*ZITIERTER AUSZUG*.
· · · ·
Manfred Pinzger: Grundsätzlich bin ich überzeugt davon, dass sich im Alpenvorraum – sei es in Bayern, Österreich oder Südtirol – auch weiterhin hochwertiger Qualitätstourismus betreiben lässt. Wir verfügen über tolle regionale Produkte verbunden mit einer schönen und großartigen Landschaft. Ich habe überhaupt keine Angst um die Zukunft für unsere Tourismusregion. Allerdings müssen die Rahmenbedingungen stimmen: Die derzeit enorme Zinslast sowie verhältnismäßig hohe Löhne und Lohnnebenkosten sind beispielsweise große Belastungen. Um diese Bedingungen zu verbessern, müssen wir auch weiterhin gemeinsam an einem Strang ziehen. Auch, um der kommenden Generation Mut zu geben, sich in unserer schönen Branche zu engagieren.
· · · ·
*BEREITGESTELLTE EINTRÄGE*.
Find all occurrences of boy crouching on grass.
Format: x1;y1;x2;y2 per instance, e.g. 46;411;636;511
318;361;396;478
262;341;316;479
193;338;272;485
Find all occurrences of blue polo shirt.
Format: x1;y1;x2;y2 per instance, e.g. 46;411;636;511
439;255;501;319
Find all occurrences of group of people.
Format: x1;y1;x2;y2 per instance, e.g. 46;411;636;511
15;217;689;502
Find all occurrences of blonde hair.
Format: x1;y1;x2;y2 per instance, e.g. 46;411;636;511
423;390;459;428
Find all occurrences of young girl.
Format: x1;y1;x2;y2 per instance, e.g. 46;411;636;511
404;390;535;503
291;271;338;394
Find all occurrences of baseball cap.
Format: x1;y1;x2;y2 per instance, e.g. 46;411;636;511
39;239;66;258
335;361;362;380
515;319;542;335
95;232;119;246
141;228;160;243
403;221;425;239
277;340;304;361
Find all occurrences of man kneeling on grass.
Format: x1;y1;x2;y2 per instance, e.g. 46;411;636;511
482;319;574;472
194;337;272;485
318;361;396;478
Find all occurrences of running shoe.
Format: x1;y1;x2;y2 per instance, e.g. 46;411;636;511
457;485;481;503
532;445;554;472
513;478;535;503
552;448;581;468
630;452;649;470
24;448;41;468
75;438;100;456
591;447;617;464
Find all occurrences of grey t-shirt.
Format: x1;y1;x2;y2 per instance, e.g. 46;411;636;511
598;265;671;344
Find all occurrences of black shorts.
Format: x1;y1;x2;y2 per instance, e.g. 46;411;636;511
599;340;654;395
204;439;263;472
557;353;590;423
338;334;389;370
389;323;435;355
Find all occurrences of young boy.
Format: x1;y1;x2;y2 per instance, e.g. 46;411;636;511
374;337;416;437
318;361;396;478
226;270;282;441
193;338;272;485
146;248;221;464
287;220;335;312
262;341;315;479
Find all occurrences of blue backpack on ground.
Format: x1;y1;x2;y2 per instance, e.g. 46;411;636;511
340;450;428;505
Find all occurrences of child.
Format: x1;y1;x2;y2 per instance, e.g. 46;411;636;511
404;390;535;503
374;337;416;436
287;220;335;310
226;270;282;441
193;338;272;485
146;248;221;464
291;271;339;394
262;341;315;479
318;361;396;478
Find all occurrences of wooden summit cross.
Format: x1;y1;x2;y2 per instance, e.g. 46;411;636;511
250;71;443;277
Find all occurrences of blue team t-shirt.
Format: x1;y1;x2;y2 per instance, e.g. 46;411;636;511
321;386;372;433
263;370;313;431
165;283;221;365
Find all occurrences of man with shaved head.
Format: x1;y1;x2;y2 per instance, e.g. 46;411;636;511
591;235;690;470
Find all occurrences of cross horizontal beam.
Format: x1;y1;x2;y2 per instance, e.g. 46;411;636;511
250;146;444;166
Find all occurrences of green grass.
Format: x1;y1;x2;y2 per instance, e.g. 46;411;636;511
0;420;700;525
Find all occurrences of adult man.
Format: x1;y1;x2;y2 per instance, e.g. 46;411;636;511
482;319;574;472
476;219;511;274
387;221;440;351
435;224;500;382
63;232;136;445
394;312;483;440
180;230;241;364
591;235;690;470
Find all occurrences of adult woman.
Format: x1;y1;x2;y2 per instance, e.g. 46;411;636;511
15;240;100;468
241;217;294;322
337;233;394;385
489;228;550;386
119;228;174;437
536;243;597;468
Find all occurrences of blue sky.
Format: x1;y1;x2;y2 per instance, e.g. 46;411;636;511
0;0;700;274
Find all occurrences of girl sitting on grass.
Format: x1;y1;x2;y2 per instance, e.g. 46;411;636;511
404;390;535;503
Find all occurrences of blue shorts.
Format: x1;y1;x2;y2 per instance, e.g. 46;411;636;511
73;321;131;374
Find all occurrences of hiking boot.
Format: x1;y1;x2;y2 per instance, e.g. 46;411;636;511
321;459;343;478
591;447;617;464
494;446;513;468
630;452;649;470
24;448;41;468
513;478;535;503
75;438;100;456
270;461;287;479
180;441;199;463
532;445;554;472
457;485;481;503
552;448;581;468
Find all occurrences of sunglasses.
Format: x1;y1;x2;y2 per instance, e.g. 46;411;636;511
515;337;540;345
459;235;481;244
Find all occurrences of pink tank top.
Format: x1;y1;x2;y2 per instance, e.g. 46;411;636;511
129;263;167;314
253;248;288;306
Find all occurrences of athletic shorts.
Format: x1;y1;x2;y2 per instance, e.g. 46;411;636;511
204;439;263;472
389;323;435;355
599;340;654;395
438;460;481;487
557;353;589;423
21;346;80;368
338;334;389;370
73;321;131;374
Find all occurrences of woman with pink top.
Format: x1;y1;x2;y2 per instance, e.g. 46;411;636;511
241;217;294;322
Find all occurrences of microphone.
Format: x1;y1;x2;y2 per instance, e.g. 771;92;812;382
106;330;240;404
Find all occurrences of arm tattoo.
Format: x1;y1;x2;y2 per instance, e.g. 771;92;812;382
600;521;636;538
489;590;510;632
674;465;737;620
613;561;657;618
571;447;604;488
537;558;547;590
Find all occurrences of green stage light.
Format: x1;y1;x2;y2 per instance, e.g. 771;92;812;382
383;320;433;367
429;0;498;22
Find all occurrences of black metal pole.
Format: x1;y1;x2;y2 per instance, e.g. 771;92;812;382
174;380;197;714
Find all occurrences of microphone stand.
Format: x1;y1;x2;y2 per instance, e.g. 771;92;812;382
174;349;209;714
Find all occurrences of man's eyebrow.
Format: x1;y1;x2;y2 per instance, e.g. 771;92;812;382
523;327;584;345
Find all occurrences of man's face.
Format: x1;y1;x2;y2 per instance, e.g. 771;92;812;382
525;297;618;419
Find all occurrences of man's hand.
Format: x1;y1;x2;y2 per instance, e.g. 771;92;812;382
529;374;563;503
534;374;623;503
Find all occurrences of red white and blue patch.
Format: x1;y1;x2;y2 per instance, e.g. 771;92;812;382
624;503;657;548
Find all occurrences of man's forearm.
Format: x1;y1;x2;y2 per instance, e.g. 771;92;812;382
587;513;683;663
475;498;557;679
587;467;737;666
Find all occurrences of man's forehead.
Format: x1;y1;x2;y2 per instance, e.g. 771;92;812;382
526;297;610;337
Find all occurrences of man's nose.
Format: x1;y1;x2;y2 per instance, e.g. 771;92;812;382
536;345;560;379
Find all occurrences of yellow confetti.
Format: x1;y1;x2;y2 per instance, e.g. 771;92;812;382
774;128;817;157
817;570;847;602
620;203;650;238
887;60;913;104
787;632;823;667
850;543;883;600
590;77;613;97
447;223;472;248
· · · ·
*ZU ERLEDIGENDE AUFGABEN*.
a) Beantworten Sie anhand des Auszugs jede Frage in einer eigenen Zeile:
(i) Welche drei Gebiete werden als Teil des Alpenvorraums genannt?
(ii) Worüber verfügt die Region laut dem Auszug?
(iii) Welche Belastungen werden als Beispiele angeführt?
b) Übertragen Sie den Auszug wortgetreu von „Manfred Pinzger: Grundsätzlich“ bis einschließlich „Branche zu engagieren.“.
Die Einträge spielen hierfür keine Rolle.

*IHRE ANTWORTEN*.
a)
(i) Bayern, Österreich und Südtirol
(ii) Über tolle regionale Produkte, verbunden mit einer schönen und großartigen Landschaft
(iii) Die derzeit enorme Zinslast sowie verhältnismäßig hohe Löhne und Lohnnebenkosten

b)
Manfred Pinzger: Grundsätzlich bin ich überzeugt davon, dass sich im Alpenvorraum – sei es in Bayern, Österreich oder Südtirol – auch weiterhin hochwertiger Qualitätstourismus betreiben lässt. Wir verfügen über tolle regionale Produkte verbunden mit einer schönen und großartigen Landschaft. Ich habe überhaupt keine Angst um die Zukunft für unsere Tourismusregion. Allerdings müssen die Rahmenbedingungen stimmen: Die derzeit enorme Zinslast sowie verhältnismäßig hohe Löhne und Lohnnebenkosten sind beispielsweise große Belastungen. Um diese Bedingungen zu verbessern, müssen wir auch weiterhin gemeinsam an einem Strang ziehen. Auch, um der kommenden Generation Mut zu geben, sich in unserer schönen Branche zu engagieren.